[Point annotation dataset records]
__________________________________________________

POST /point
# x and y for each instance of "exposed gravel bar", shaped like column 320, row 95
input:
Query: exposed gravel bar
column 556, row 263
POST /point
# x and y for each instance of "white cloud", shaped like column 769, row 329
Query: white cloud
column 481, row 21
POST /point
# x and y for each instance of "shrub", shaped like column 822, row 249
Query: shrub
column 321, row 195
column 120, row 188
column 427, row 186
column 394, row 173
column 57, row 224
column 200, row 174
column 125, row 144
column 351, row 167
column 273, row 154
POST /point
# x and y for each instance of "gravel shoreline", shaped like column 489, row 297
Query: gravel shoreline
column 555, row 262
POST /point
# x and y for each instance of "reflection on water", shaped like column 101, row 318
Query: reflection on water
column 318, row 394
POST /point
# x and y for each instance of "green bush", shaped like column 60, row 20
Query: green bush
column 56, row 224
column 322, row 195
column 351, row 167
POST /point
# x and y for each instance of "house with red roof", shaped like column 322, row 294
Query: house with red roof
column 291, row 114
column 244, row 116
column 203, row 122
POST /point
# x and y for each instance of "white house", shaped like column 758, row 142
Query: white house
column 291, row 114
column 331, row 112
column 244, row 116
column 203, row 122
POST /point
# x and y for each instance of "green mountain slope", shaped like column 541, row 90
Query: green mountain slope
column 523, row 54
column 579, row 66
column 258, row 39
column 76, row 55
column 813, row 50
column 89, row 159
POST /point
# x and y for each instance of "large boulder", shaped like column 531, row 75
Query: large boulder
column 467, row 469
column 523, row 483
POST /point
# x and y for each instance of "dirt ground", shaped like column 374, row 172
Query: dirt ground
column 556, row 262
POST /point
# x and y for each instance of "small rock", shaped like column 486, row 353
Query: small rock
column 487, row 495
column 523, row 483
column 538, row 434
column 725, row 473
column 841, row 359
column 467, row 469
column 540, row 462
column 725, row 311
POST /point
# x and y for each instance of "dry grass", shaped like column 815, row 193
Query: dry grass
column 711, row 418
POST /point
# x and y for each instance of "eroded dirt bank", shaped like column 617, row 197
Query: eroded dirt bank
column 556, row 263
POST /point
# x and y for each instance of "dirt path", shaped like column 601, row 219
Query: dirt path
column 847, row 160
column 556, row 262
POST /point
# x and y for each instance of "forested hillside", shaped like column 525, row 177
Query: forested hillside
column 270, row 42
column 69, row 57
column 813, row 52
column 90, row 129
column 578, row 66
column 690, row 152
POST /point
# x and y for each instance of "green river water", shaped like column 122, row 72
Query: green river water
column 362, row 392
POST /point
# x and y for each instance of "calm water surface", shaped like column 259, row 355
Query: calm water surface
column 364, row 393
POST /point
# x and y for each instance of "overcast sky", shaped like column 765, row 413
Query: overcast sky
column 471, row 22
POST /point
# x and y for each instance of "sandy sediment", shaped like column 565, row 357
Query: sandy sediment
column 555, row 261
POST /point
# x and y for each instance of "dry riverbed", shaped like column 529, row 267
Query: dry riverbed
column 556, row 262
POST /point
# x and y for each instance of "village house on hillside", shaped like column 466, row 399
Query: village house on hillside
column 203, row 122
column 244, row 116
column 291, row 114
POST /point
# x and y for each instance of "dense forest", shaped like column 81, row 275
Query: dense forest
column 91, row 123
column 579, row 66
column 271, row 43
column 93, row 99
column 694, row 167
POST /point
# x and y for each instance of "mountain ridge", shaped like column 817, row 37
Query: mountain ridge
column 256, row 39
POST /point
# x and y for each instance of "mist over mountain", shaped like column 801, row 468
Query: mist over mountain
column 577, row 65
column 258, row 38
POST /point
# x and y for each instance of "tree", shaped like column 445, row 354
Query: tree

__________________________________________________

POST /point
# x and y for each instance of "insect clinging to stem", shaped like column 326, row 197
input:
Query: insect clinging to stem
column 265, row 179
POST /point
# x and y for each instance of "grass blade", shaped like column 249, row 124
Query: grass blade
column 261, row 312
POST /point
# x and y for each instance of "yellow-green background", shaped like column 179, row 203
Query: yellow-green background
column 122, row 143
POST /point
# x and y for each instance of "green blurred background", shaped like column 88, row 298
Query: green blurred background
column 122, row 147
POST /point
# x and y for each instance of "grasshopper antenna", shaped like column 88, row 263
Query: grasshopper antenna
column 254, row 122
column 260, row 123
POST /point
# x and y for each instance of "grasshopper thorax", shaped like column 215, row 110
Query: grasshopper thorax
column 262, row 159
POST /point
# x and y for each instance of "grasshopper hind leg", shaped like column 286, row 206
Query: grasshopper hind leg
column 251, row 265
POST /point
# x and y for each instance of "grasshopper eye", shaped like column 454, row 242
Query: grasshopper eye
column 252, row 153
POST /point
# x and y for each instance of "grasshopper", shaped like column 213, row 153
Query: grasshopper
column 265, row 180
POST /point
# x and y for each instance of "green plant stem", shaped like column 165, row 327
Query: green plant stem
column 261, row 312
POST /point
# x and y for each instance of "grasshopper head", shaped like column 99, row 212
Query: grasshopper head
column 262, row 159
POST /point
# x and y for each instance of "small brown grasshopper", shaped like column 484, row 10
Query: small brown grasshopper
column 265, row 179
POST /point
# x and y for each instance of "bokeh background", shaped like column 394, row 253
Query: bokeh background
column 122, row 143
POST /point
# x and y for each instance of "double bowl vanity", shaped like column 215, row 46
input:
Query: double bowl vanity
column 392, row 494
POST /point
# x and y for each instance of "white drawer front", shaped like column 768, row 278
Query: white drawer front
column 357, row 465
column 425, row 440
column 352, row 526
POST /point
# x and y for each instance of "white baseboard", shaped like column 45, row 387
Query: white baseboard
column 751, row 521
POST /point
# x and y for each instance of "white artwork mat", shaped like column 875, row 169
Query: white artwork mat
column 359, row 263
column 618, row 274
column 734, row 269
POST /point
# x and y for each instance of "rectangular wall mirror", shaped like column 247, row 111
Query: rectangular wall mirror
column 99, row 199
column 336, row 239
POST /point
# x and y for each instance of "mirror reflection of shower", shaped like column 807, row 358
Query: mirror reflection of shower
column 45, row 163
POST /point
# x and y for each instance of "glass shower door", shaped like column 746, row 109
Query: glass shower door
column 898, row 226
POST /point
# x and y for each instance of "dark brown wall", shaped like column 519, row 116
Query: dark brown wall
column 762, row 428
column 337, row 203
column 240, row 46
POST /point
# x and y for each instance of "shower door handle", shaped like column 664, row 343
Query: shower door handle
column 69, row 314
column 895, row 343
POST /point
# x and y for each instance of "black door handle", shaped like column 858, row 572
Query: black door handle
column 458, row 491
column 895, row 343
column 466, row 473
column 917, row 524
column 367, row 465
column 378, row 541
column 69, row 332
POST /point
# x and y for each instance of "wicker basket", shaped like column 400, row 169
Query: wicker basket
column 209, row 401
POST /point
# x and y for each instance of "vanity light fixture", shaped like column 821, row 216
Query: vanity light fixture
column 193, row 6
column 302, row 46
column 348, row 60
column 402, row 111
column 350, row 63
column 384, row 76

__________________________________________________

Objective - List every line of the records that contains the string "riverbed", treating uppercase and lowercase as different.

Complete answer -
# x and y for each instance of "dry riverbed", shaped like column 529, row 267
Query: dry riverbed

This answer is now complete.